» Directions: The full listing below must be printed exactly, word for word.

» The data:
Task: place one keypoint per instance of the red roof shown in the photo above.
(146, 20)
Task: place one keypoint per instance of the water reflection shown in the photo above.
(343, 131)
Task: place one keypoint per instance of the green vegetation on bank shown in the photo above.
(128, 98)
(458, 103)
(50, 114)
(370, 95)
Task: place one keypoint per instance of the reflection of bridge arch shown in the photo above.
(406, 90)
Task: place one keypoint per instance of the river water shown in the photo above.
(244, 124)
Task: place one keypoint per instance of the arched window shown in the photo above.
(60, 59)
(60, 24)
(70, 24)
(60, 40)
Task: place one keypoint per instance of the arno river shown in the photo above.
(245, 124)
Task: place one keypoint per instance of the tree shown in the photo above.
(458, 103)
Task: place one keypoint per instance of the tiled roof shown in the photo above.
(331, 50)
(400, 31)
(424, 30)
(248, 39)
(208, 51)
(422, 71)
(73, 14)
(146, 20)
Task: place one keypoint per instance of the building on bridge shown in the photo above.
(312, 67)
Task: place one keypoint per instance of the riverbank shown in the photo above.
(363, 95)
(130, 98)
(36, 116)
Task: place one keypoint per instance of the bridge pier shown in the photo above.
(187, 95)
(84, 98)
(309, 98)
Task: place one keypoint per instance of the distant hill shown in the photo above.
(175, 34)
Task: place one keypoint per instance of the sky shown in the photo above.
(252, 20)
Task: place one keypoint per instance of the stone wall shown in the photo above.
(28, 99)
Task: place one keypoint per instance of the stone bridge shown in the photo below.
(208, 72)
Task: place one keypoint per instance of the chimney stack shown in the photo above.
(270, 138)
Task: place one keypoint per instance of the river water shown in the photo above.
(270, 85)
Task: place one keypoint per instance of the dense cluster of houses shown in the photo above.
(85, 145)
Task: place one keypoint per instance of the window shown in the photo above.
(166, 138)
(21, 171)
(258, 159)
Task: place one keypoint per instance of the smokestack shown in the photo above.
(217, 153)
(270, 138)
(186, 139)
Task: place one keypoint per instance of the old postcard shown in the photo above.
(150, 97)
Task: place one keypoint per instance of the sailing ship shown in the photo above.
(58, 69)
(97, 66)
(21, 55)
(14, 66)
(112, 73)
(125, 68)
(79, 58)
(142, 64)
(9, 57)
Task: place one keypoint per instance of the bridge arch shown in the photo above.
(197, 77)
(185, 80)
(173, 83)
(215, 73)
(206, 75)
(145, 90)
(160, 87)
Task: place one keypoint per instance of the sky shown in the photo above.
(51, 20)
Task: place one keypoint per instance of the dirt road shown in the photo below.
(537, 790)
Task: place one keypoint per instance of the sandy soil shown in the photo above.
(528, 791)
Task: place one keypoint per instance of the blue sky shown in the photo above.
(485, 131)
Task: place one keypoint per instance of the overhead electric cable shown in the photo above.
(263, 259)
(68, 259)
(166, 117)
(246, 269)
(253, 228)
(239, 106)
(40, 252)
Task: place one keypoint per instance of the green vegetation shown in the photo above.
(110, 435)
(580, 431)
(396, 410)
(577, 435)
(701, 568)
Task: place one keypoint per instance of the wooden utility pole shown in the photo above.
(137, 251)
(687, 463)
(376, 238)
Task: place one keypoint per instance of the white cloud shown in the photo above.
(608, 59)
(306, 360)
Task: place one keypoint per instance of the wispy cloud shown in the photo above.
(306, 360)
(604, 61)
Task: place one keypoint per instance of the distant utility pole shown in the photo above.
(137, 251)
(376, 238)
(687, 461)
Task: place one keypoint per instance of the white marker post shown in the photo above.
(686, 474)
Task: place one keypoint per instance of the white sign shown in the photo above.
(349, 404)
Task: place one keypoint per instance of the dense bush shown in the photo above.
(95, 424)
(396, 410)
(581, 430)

» Task result:
Task: place one keypoint per instance of the red roof shown in the photo above.
(146, 20)
Task: place one keypoint per instance of the water reflection shown in the photo above.
(343, 131)
Task: place one keypoint per instance of the green vegetation on bank shown in the photo above.
(128, 98)
(458, 103)
(50, 114)
(370, 95)
Task: place one keypoint per instance of the reflection of bridge arch shown in the photo above.
(406, 90)
Task: place one keypoint per instance of the river water shown in the photo above.
(244, 124)
Task: place one keypoint per instance of the arched window shown in the photo above.
(60, 59)
(60, 24)
(70, 24)
(60, 40)
Task: place one keypoint per instance of the arno river shown in the photo above.
(245, 124)
Task: place one keypoint per instance of the tree shown in the photo above.
(458, 103)
Task: place one keypoint per instance of the tiled roof shown in the photo above.
(331, 50)
(400, 31)
(424, 30)
(248, 39)
(208, 51)
(422, 71)
(73, 14)
(146, 20)
Task: place one keypoint per instance of the building on bridge shown in the photo above.
(312, 67)
Task: place one keypoint per instance of the riverbank shown in the photo above.
(363, 95)
(130, 98)
(36, 116)
Task: place one keypoint per instance of the bridge pier shown in the photo above.
(187, 95)
(84, 98)
(309, 98)
Task: place one keypoint per instance of the distant hill shown in the photo above.
(175, 34)
Task: place one keypoint per instance of the sky shown in the photo above.
(252, 20)
Task: place one keypoint per instance of the stone wall shown in the photo above.
(28, 99)
Task: place one keypoint per instance of the stone bridge shown in the photo below.
(208, 72)
Task: place one keypoint per instance of the chimney stack shown in the photo above.
(270, 138)
Task: place one keypoint per instance of the river water shown in the photo above.
(270, 85)
Task: place one keypoint per instance of the dense cluster of houses shown in the photo above.
(85, 145)
Task: place one keypoint per instance of the window shown in the photo above.
(166, 138)
(21, 171)
(258, 159)
Task: place one keypoint per instance of the smokestack shown in the photo above.
(217, 153)
(270, 138)
(186, 139)
Task: place one keypoint per instance of the old postcard shown in the photo above.
(150, 97)
Task: place one keypoint per instance of the sailing ship shown in the photo above.
(58, 69)
(97, 66)
(21, 55)
(14, 66)
(112, 73)
(125, 68)
(79, 58)
(142, 64)
(9, 57)
Task: place one keypoint per instance of the bridge arch shown in the photo above.
(197, 77)
(185, 80)
(173, 83)
(215, 73)
(206, 75)
(145, 90)
(160, 87)
Task: place one keypoint per instance of the sky shown in the photo above.
(51, 20)
Task: place one keypoint per instance of the dirt road shown in the photo below.
(537, 790)
Task: place one keypoint per instance of the sandy soil shown in the photo above.
(528, 791)
Task: place one keypoint per instance of the blue sky shown in the photo above.
(485, 131)
Task: place one keypoint per instance of the overhead electric cable shown in the photo above.
(263, 259)
(68, 259)
(166, 117)
(246, 269)
(253, 228)
(239, 106)
(40, 252)
Task: place one keypoint per instance of the green vegetation shown in the photo above.
(110, 435)
(580, 431)
(396, 410)
(577, 435)
(701, 568)
Task: place one keypoint per instance of the wooden utility pole shown in the photo above.
(137, 251)
(687, 463)
(376, 238)
Task: place one keypoint per instance of the white cloud shown in the photo above.
(608, 59)
(306, 360)
Task: place one keypoint per instance of the wispy cloud shown in the photo above.
(306, 360)
(604, 61)
Task: place one keypoint per instance of the distant utility pole shown in the photo above.
(137, 251)
(376, 238)
(687, 461)
Task: place one keypoint per instance of the white marker post shown in the photo above.
(686, 474)
Task: place one keypoint per instance of the white sign shown in the photo above.
(349, 404)
Task: place one keypoint per instance of the dense bush shown in the photo above.
(95, 424)
(396, 410)
(581, 430)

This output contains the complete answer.